[start of PROVIDED ENTRIES]

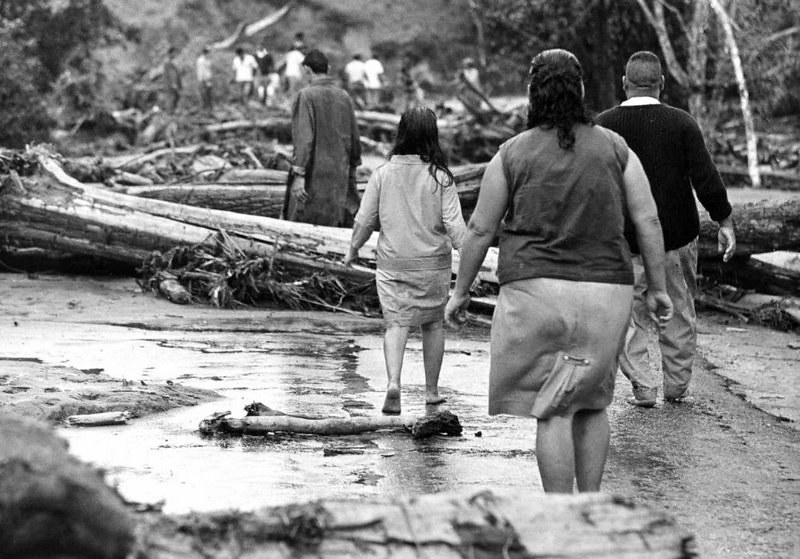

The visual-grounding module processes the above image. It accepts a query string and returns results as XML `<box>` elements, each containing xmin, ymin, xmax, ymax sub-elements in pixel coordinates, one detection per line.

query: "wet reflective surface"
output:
<box><xmin>0</xmin><ymin>280</ymin><xmax>800</xmax><ymax>557</ymax></box>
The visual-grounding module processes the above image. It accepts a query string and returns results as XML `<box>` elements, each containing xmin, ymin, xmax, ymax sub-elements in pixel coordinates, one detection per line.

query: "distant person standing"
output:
<box><xmin>283</xmin><ymin>50</ymin><xmax>361</xmax><ymax>227</ymax></box>
<box><xmin>164</xmin><ymin>47</ymin><xmax>183</xmax><ymax>114</ymax></box>
<box><xmin>400</xmin><ymin>62</ymin><xmax>424</xmax><ymax>112</ymax></box>
<box><xmin>597</xmin><ymin>51</ymin><xmax>736</xmax><ymax>407</ymax></box>
<box><xmin>457</xmin><ymin>57</ymin><xmax>488</xmax><ymax>110</ymax></box>
<box><xmin>232</xmin><ymin>47</ymin><xmax>258</xmax><ymax>103</ymax></box>
<box><xmin>344</xmin><ymin>54</ymin><xmax>367</xmax><ymax>109</ymax></box>
<box><xmin>195</xmin><ymin>47</ymin><xmax>214</xmax><ymax>111</ymax></box>
<box><xmin>364</xmin><ymin>53</ymin><xmax>384</xmax><ymax>107</ymax></box>
<box><xmin>344</xmin><ymin>107</ymin><xmax>467</xmax><ymax>414</ymax></box>
<box><xmin>282</xmin><ymin>40</ymin><xmax>306</xmax><ymax>99</ymax></box>
<box><xmin>256</xmin><ymin>43</ymin><xmax>276</xmax><ymax>105</ymax></box>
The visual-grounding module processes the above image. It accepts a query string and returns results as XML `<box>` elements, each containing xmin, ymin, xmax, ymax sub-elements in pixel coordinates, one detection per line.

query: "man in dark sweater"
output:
<box><xmin>596</xmin><ymin>51</ymin><xmax>736</xmax><ymax>407</ymax></box>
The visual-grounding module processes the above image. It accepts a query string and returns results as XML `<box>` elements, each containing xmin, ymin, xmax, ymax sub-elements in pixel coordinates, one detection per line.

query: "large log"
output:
<box><xmin>199</xmin><ymin>408</ymin><xmax>462</xmax><ymax>439</ymax></box>
<box><xmin>0</xmin><ymin>150</ymin><xmax>496</xmax><ymax>281</ymax></box>
<box><xmin>137</xmin><ymin>489</ymin><xmax>697</xmax><ymax>559</ymax></box>
<box><xmin>116</xmin><ymin>165</ymin><xmax>484</xmax><ymax>217</ymax></box>
<box><xmin>698</xmin><ymin>197</ymin><xmax>800</xmax><ymax>256</ymax></box>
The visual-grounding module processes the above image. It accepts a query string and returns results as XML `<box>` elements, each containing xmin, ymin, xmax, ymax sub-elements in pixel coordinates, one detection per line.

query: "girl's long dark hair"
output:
<box><xmin>389</xmin><ymin>107</ymin><xmax>455</xmax><ymax>187</ymax></box>
<box><xmin>528</xmin><ymin>49</ymin><xmax>594</xmax><ymax>149</ymax></box>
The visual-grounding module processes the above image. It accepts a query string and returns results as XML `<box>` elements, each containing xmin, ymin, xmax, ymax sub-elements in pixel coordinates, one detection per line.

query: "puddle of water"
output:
<box><xmin>60</xmin><ymin>332</ymin><xmax>538</xmax><ymax>513</ymax></box>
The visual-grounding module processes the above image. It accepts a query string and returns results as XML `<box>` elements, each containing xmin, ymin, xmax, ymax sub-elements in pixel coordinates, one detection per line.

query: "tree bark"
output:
<box><xmin>137</xmin><ymin>489</ymin><xmax>697</xmax><ymax>559</ymax></box>
<box><xmin>708</xmin><ymin>0</ymin><xmax>761</xmax><ymax>188</ymax></box>
<box><xmin>0</xmin><ymin>151</ymin><xmax>496</xmax><ymax>282</ymax></box>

[end of PROVIDED ENTRIES]

● SET EXERCISE: Please pick out and copy each line of the material above that contains the word "dark", matching case exactly.

● SOLUTION FOR THIS PROBLEM:
query: "man in dark sweater"
query: "girl's long dark hair"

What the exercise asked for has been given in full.